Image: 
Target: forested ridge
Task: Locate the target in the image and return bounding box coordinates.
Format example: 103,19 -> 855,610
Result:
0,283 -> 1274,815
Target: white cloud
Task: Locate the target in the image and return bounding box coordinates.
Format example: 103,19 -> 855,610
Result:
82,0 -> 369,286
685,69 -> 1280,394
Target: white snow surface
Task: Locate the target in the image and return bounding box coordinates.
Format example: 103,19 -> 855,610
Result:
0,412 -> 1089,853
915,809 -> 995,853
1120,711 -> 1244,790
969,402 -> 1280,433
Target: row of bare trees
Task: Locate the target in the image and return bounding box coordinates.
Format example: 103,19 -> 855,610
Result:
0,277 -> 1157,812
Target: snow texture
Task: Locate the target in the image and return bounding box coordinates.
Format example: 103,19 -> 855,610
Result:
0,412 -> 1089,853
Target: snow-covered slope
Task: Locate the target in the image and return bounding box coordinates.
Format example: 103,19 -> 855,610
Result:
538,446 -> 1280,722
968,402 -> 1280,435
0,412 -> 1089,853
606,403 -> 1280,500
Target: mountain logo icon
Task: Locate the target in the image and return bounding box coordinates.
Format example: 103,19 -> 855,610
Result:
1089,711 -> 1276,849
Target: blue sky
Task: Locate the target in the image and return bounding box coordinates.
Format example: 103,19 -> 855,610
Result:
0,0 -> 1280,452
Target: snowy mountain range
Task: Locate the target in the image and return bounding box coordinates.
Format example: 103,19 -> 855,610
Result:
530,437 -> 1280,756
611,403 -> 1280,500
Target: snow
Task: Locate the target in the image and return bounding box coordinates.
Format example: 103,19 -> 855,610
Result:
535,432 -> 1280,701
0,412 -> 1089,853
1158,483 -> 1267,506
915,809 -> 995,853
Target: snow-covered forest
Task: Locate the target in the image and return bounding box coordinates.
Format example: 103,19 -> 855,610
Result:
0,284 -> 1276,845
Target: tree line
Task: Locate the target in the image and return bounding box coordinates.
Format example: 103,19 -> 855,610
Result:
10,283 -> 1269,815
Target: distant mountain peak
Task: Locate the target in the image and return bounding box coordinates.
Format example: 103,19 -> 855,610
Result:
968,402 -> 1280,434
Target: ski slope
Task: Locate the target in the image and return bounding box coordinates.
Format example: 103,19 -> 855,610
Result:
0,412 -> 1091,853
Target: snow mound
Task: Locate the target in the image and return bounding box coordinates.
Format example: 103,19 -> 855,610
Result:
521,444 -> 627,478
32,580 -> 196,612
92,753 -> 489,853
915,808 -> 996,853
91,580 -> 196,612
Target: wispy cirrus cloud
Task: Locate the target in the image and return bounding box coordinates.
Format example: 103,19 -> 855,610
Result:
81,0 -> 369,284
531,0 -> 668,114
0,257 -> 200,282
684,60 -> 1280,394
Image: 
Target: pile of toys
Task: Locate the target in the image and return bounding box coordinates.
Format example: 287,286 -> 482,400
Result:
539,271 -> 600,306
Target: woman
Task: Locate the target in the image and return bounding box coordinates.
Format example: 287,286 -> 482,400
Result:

# Required work:
Rewrite all of the material above as a numbered list, one line per item, leaving out any blank lines.

# Answer for the task:
1. Image: 
2. Target: forested ridge
3. Task: Locate the target in the image and return bounding box coordinates.
4. Format example: 103,19 -> 855,610
5. Result:
6. 0,283 -> 1274,815
7. Target: white cloud
8. Task: Locate the target in the image and return bounding box coordinates.
9. Format example: 103,19 -> 855,610
10. Result:
11. 82,0 -> 369,286
12. 685,69 -> 1280,394
13. Target: white snow surface
14. Task: Locate the target in the image and return bounding box coordinates.
15. Format example: 103,19 -> 855,610
16. Result:
17. 0,412 -> 1089,853
18. 915,809 -> 995,853
19. 1120,711 -> 1244,790
20. 969,402 -> 1280,433
21. Target: row of bare trees
22. Task: Locate the target in the image and return bounding box coordinates.
23. Format example: 103,19 -> 855,610
24. Result:
25. 0,277 -> 1157,812
26. Target: snow texture
27. Task: Locate the target in the image and return bounding box coordinates.
28. Format example: 103,19 -> 855,610
29. Result:
30. 0,412 -> 1089,853
31. Target: snow-covered slope
32. Task: Locate the target in the image and return bounding box coordinates.
33. Format example: 103,19 -> 855,610
34. Result:
35. 538,446 -> 1280,722
36. 968,402 -> 1280,435
37. 0,412 -> 1089,853
38. 606,403 -> 1280,500
39. Target: mountain logo icon
40. Task: Locate the target in the image and return bounding box coordinates.
41. Format example: 103,19 -> 855,610
42. Result:
43. 1089,711 -> 1276,849
44. Target: blue sky
45. Task: Locate the target in the image and return bounding box coordinates.
46. Format example: 103,19 -> 855,610
47. Result:
48. 0,0 -> 1280,452
49. Target: snowy mountain range
50. Task: Locate the target in the image and return bounding box coordinates.
51. Format example: 103,19 -> 855,610
52. Result:
53. 530,437 -> 1280,756
54. 611,403 -> 1280,500
55. Target: snow
56. Task: Locate the target in the image and return bounding box coordinates.
57. Format example: 103,19 -> 855,610
58. Result:
59. 535,432 -> 1280,701
60. 0,412 -> 1089,853
61. 1158,483 -> 1267,506
62. 915,809 -> 995,853
63. Target: snow-covered forest
64. Task: Locate the target in the image and return bounding box coordinates.
65. Format example: 103,19 -> 855,610
66. Result:
67. 0,284 -> 1276,845
68. Target: tree line
69. Task: Locate the target in the image and return bounding box coordinates.
70. Format example: 103,19 -> 855,610
71. Result:
72. 10,283 -> 1269,815
73. Target: distant mountain peak
74. Task: Locate the target in the image and return bounding box coordinates.
75. Format example: 103,19 -> 855,610
76. Result:
77. 968,402 -> 1280,434
78. Target: ski slope
79. Task: Locate the target in the image and return bounding box coordinates.
80. Format example: 103,19 -> 855,610
81. Result:
82. 0,412 -> 1091,853
83. Target: snow mound
84. Task: Locate the target in the image and return bounding box coordinates.
85. Format example: 103,19 -> 855,610
86. Result:
87. 521,444 -> 627,478
88. 32,580 -> 196,612
89. 92,753 -> 489,853
90. 915,808 -> 996,853
91. 91,580 -> 196,612
92. Target: wispy cirrus cloud
93. Task: Locate the target in the image and return bounding box coordinates.
94. Format example: 103,19 -> 855,610
95. Result:
96. 81,0 -> 369,284
97. 531,0 -> 668,114
98. 0,257 -> 200,282
99. 684,60 -> 1280,394
100. Image: 
101. Target: pile of toys
102. Task: Locate the target in the image and return bounding box coordinates.
103. Format example: 287,286 -> 482,400
104. Result:
105. 539,271 -> 600,306
106. Target: woman
107. Task: Locate the target in the image and return bounding box coordinates.
108. Format example: 287,286 -> 482,400
109. Result:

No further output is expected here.